**Task prompt**
Where a line in the records below includes "face", pull that line out.

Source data
※ ※ ※

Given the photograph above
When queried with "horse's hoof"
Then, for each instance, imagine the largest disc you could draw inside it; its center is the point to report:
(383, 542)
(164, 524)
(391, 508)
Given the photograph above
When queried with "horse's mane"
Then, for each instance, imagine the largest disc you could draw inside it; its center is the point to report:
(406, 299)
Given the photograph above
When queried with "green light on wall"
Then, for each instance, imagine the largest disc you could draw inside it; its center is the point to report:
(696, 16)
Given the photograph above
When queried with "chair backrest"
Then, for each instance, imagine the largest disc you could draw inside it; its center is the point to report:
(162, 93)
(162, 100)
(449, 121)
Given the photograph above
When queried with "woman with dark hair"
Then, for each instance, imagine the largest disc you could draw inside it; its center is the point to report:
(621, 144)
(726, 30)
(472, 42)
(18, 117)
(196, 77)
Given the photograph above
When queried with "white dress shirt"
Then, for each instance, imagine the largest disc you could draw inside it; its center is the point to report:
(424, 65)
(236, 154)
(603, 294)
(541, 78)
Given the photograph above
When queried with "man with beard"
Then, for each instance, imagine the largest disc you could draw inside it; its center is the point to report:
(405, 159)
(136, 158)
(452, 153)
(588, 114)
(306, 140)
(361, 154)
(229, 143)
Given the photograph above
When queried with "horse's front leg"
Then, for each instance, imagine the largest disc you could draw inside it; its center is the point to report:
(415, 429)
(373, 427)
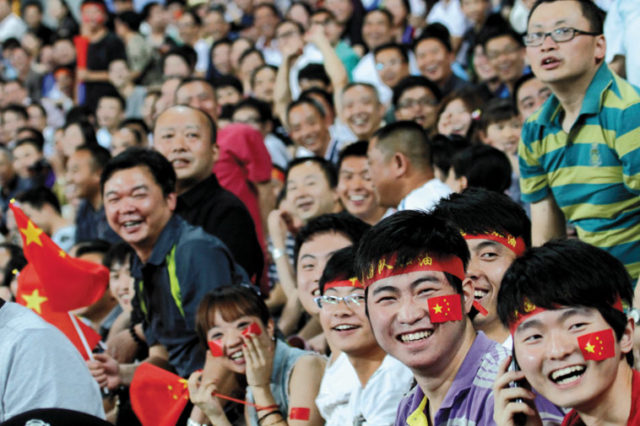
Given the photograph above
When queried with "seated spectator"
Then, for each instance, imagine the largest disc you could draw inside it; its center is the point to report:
(382, 379)
(43, 208)
(564, 304)
(412, 265)
(236, 325)
(435, 58)
(416, 98)
(355, 185)
(401, 168)
(480, 166)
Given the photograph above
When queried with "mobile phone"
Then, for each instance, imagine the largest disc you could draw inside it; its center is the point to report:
(519, 419)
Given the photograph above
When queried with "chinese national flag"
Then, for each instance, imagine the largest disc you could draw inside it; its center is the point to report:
(597, 346)
(70, 283)
(445, 308)
(32, 295)
(158, 397)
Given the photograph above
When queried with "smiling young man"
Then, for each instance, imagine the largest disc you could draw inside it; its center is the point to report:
(564, 304)
(584, 137)
(497, 231)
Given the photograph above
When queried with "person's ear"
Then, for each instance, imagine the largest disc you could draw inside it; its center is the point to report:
(626, 342)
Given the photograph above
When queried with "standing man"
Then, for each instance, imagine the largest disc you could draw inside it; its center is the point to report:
(401, 170)
(186, 137)
(175, 265)
(579, 152)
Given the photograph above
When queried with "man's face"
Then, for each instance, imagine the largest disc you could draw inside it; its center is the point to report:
(487, 265)
(312, 258)
(265, 22)
(346, 327)
(531, 95)
(434, 60)
(24, 156)
(399, 315)
(109, 112)
(308, 129)
(355, 187)
(384, 184)
(391, 67)
(135, 206)
(547, 350)
(376, 30)
(308, 191)
(418, 104)
(198, 95)
(505, 134)
(362, 111)
(82, 180)
(506, 57)
(555, 62)
(183, 136)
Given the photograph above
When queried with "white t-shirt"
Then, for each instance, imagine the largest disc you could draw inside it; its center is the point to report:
(338, 383)
(425, 197)
(377, 403)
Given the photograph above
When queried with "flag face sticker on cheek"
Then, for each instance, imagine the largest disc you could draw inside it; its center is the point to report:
(215, 346)
(445, 308)
(597, 346)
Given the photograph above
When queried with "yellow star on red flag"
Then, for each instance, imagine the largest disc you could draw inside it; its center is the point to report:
(32, 234)
(34, 301)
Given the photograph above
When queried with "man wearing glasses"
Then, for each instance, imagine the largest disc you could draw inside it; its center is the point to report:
(579, 156)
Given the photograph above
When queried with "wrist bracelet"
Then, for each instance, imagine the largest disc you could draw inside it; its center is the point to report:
(134, 335)
(260, 419)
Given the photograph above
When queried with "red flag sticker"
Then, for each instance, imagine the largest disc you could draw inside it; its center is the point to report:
(215, 346)
(253, 328)
(597, 346)
(299, 413)
(445, 308)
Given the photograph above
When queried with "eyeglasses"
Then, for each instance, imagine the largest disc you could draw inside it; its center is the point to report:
(423, 102)
(351, 300)
(559, 35)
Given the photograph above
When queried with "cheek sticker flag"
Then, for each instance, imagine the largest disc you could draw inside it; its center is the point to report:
(597, 346)
(445, 308)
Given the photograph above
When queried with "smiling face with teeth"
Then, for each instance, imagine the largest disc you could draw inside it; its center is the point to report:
(547, 350)
(399, 316)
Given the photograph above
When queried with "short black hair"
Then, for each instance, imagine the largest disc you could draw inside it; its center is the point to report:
(438, 32)
(409, 234)
(567, 273)
(100, 156)
(38, 197)
(356, 149)
(340, 223)
(411, 82)
(407, 137)
(314, 72)
(496, 110)
(327, 168)
(480, 211)
(484, 167)
(263, 108)
(340, 266)
(160, 168)
(590, 11)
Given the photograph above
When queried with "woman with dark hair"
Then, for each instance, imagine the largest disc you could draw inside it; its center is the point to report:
(282, 382)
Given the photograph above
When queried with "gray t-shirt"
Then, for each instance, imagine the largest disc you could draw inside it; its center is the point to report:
(40, 367)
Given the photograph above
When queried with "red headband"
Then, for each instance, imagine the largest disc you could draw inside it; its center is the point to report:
(351, 282)
(386, 267)
(530, 309)
(514, 244)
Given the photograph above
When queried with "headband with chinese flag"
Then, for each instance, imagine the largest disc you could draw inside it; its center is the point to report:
(529, 309)
(351, 282)
(514, 244)
(388, 267)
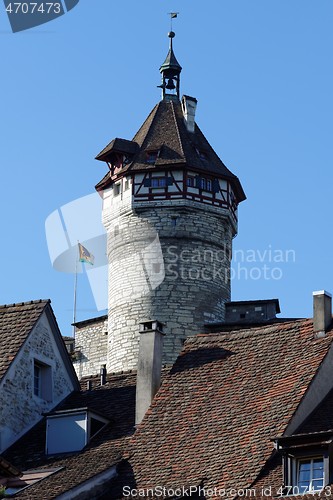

※ ※ ※

**Your response**
When queried with "man's face"
When queried with "flag face sticker on cheek"
When queried with "smiling face with teeth"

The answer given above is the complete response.